**Set problem**
Reproduce the lines below verbatim, from the first line up to and including the line containing "[(247, 143)]".
** START OF Task material **
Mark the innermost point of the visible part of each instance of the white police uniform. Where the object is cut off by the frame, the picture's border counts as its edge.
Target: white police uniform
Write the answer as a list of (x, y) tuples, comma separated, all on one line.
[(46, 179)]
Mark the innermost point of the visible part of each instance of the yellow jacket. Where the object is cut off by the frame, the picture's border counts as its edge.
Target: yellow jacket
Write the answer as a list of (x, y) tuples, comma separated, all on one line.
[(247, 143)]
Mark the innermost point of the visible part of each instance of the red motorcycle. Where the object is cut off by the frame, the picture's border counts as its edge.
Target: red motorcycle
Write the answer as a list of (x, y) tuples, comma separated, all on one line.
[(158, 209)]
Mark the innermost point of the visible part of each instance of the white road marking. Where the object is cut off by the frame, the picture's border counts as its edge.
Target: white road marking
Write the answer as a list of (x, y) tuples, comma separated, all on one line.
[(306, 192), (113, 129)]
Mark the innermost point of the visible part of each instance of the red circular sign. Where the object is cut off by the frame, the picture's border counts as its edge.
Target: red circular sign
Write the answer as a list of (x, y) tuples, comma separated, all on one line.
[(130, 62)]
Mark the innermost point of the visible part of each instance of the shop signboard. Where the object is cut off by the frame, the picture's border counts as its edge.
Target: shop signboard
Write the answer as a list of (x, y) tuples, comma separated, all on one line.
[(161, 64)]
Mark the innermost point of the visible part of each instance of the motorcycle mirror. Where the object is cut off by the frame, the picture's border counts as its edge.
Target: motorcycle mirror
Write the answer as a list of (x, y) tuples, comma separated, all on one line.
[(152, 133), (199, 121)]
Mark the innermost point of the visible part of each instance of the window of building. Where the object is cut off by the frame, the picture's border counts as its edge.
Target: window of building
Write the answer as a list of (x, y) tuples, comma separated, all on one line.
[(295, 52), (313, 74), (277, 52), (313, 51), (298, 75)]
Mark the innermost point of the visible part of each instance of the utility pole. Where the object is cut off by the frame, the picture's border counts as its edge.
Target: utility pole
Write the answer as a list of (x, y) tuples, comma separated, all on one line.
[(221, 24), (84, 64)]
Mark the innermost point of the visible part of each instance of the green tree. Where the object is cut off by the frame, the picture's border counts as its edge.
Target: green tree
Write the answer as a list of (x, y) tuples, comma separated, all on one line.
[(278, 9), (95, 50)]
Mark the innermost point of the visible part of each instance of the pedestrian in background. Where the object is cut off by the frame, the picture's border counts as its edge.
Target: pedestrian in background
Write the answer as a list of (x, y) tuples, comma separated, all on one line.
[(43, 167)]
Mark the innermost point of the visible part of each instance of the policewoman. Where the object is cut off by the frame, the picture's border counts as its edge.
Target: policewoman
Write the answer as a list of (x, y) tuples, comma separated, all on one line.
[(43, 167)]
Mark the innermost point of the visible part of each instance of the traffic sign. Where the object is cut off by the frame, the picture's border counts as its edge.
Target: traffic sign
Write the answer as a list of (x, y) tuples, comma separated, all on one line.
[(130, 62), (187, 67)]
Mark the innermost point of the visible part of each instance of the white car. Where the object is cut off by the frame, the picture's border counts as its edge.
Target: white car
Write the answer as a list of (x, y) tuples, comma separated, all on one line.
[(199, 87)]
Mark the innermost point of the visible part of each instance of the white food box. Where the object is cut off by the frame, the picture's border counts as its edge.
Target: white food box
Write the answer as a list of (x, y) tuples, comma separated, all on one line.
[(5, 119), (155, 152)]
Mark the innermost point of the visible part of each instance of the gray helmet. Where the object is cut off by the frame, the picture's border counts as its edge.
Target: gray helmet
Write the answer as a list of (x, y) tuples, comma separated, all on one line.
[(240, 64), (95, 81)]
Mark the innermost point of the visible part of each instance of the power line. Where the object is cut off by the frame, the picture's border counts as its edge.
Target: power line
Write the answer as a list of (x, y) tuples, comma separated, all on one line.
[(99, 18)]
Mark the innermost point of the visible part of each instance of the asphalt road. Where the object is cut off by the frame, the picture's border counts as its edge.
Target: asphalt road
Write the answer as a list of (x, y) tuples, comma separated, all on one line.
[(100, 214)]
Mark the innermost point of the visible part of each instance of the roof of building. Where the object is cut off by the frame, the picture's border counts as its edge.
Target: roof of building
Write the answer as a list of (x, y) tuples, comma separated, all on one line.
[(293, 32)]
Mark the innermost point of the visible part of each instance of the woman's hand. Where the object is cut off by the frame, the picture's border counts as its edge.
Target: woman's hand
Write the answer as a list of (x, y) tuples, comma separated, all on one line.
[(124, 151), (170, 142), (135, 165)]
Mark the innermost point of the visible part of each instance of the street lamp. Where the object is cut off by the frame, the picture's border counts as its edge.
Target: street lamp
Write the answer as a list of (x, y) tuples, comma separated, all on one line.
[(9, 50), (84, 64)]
** END OF Task material **
**Task response**
Mark the innermost point of the visible part of each instance of the white police uniform. Where the object is cut off by the frame, the picture's border counts as its edge.
Target: white police uniform
Write the answer as a list of (x, y) tuples, comma separated, all on one line.
[(46, 179)]
Mark the innermost point of the visible part of each instance of the yellow jacket. Where the object is cut off by the frame, the picture's border counts as its edge.
Target: yellow jacket
Write the answer as a list of (x, y) tuples, comma separated, all on one line.
[(247, 143)]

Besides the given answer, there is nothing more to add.